PROBLEM DESCRIPTION: Apart from the images, every record here needs to be copied exactly.

DATA FOR PROCESSING:
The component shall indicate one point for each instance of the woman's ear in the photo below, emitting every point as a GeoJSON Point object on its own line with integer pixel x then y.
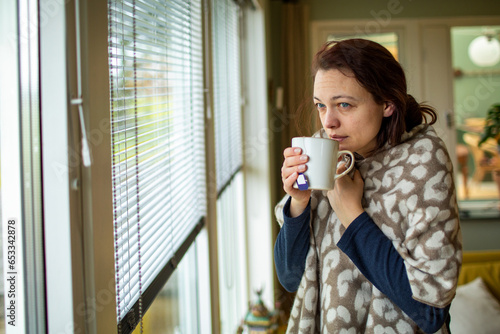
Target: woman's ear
{"type": "Point", "coordinates": [388, 108]}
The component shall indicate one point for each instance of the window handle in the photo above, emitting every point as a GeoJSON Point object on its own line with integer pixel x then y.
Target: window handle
{"type": "Point", "coordinates": [85, 144]}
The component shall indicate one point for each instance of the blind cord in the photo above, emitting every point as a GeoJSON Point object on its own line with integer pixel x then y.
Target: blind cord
{"type": "Point", "coordinates": [134, 28]}
{"type": "Point", "coordinates": [113, 166]}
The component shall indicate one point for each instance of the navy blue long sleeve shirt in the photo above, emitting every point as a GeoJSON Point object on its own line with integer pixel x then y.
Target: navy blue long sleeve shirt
{"type": "Point", "coordinates": [370, 250]}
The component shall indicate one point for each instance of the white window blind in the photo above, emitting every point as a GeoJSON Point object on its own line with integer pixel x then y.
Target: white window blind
{"type": "Point", "coordinates": [158, 164]}
{"type": "Point", "coordinates": [227, 90]}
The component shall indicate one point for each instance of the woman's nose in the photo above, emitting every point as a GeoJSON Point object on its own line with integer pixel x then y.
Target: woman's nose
{"type": "Point", "coordinates": [331, 119]}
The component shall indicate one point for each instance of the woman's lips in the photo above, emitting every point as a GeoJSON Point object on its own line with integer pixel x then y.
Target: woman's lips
{"type": "Point", "coordinates": [338, 138]}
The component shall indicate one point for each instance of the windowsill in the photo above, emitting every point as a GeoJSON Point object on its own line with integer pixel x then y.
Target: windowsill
{"type": "Point", "coordinates": [479, 210]}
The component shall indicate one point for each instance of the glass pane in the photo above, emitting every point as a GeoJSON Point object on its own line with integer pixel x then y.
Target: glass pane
{"type": "Point", "coordinates": [476, 85]}
{"type": "Point", "coordinates": [232, 256]}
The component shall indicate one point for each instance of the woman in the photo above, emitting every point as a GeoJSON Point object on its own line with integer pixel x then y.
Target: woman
{"type": "Point", "coordinates": [381, 252]}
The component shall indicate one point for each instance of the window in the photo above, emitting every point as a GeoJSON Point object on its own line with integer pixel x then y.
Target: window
{"type": "Point", "coordinates": [475, 87]}
{"type": "Point", "coordinates": [226, 49]}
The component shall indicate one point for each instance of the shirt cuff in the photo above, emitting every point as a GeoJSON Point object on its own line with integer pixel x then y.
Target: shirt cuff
{"type": "Point", "coordinates": [300, 218]}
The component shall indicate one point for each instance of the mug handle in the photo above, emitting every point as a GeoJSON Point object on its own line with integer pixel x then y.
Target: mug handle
{"type": "Point", "coordinates": [351, 165]}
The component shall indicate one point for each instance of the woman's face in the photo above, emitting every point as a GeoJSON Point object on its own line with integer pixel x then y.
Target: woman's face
{"type": "Point", "coordinates": [348, 112]}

RESPONSE FOR THIS EXERCISE:
The component shall indicate one point for each instance of the woman's ear in the photo below, emitting every point as a GeoJSON Point object on its own line with integer pixel x then y.
Target: woman's ear
{"type": "Point", "coordinates": [388, 108]}
The component shall indicate one point for each instance of the window handle in the photo above, emitting every point as a GeoJSON Point object on its own line with integer pixel x then y.
Target: window handle
{"type": "Point", "coordinates": [85, 144]}
The component shall indicate one point for each instance of the blind cord in the photo above, emitting every point as a GeoJSON Point object on its own line with integer pixel x then y.
Target: blind cord
{"type": "Point", "coordinates": [134, 28]}
{"type": "Point", "coordinates": [113, 166]}
The component shall indicate one point for each instance of the navy blue long sleeve shirt in the photo above, emitting every point as a GeoJSON Point object on its own line with integer pixel x then y.
Target: navy blue long sleeve shirt
{"type": "Point", "coordinates": [370, 250]}
The component shall indicate one point for each instance of the white window blind in the photo above, emitting every point as a GeoJSON Point object on its own line with integer pixel x then y.
Target: white window blind
{"type": "Point", "coordinates": [158, 164]}
{"type": "Point", "coordinates": [227, 90]}
The component shall indicate one point for each instance of the woman's nose in the photo above, emitting every point as a GeoJSON Point object on its own line with integer pixel x then y.
Target: woman's nose
{"type": "Point", "coordinates": [331, 119]}
The component shall indicate one point for each instance of the woman's lips in the photo above, emitting every point as a GeoJSON Point object on its own line with integer pixel x then y.
Target: woman's lips
{"type": "Point", "coordinates": [338, 138]}
The component shall indicate one point for each instance of the windowsill in the photo above, emitting every point as a GeoJSON Point object on its own line with integer pixel x then y.
Target: windowsill
{"type": "Point", "coordinates": [479, 210]}
The component shall indicate one point for each instance of the glass pane in the photo above, emitting every point as a GeoJSON Point object on its own line with integer pixel x then y.
Target: glass pane
{"type": "Point", "coordinates": [476, 85]}
{"type": "Point", "coordinates": [232, 256]}
The component shall indicate one point for each instance of the woman in the photo above, emitting every point as a GeoJSON Point object on its own line with integer pixel x then y.
Target: woman
{"type": "Point", "coordinates": [381, 252]}
The component shall indicate one point for each instance of the window in the photo above, emitting every point as a GeoJSON Point object on its own line with integer pixel x then y.
Target: window
{"type": "Point", "coordinates": [475, 87]}
{"type": "Point", "coordinates": [226, 49]}
The component shall indicate one point for each instance of the shirt cuff in the photo above, emitting every point as a GeoJSON Point object on its own line with integer pixel x then y.
Target: shirt cuff
{"type": "Point", "coordinates": [300, 218]}
The component shall indicate one point for each instance of the mug handle in the photo above, emitting every point as a GeoJSON Point object on its own line with integer pixel x then y.
Target: mug handle
{"type": "Point", "coordinates": [351, 165]}
The component shall indicate one point for each instance of the woman's face in the photo above, emitting every point as a GeoJSON Point object on its own line with integer pixel x then y.
Target: woman's face
{"type": "Point", "coordinates": [348, 112]}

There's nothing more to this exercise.